■ EXERCISE INSTRUCTIONS ■
Would you output each record exactly as it stands?

[Start of Attachment]

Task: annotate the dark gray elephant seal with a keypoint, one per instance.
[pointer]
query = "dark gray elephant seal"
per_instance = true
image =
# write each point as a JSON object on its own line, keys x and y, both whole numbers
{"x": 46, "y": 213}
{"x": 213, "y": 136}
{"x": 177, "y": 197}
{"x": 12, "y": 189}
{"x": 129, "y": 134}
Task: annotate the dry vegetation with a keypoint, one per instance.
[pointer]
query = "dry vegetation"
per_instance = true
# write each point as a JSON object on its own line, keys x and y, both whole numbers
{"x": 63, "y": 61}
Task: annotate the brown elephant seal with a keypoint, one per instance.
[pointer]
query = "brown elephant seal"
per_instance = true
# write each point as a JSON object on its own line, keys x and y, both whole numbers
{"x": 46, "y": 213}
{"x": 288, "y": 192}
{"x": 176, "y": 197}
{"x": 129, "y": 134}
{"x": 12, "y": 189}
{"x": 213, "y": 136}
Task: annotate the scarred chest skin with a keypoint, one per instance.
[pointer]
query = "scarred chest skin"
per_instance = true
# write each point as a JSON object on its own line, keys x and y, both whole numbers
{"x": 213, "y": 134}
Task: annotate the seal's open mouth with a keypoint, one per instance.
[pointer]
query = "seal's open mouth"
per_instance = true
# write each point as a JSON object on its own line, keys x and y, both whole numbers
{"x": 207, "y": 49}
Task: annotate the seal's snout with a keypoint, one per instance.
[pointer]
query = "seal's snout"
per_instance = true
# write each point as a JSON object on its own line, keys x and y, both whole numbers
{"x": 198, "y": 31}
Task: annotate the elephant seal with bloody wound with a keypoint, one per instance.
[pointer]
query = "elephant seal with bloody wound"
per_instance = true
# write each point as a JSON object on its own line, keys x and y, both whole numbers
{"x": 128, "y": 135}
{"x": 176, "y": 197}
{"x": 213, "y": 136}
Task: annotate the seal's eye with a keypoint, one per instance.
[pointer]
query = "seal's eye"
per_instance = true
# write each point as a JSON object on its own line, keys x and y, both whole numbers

[End of Attachment]

■ YOUR SOLUTION ■
Task: annotate the dark gray elephant seal with a keypoint, one per instance.
[pointer]
query = "dark gray elephant seal"
per_instance = true
image =
# write each point as a JSON object on its own line, keys x and y, both whole numbers
{"x": 46, "y": 213}
{"x": 213, "y": 136}
{"x": 177, "y": 197}
{"x": 12, "y": 189}
{"x": 129, "y": 134}
Task: annotate the dry vegetation with a keypoint, one per instance.
[pointer]
query = "dry vegetation"
per_instance = true
# write each point as a JSON object on its own line, keys x and y, both whole numbers
{"x": 63, "y": 61}
Task: annotate the brown elephant seal with a keypoint, one per instance.
[pointer]
query = "brown elephant seal"
per_instance = true
# write each point as a JSON object on its own line, keys x and y, both whole numbers
{"x": 46, "y": 213}
{"x": 288, "y": 192}
{"x": 176, "y": 197}
{"x": 129, "y": 134}
{"x": 12, "y": 189}
{"x": 213, "y": 136}
Task: annotate the scarred chest skin with a keypoint, one per instance.
[pointer]
query = "scarred chest skin"
per_instance = true
# write each point as a JSON object on its own line, keys x and y, both whole numbers
{"x": 213, "y": 134}
Task: annotate the seal's open mouth with a keypoint, one per instance.
[pointer]
query = "seal's open mouth"
per_instance = true
# write each point as a JSON object on its own line, keys x and y, both whole numbers
{"x": 207, "y": 49}
Task: annotate the seal's snout with a keypoint, one per instance.
[pointer]
query = "seal's snout"
per_instance = true
# write each point as a JSON object on its own line, keys x and y, both whole numbers
{"x": 198, "y": 31}
Task: annotate the elephant seal with bloody wound with a keypoint, one per instance.
[pointer]
query = "elephant seal with bloody wound"
per_instance = true
# write each point as a JSON object on its own line, keys x and y, both whole numbers
{"x": 128, "y": 135}
{"x": 176, "y": 197}
{"x": 213, "y": 136}
Task: annotate the seal's eye with a keypoint, one per instance.
[pointer]
query = "seal's eye"
per_instance = true
# write each point as a JSON object on its own line, keys x and y, both whole numbers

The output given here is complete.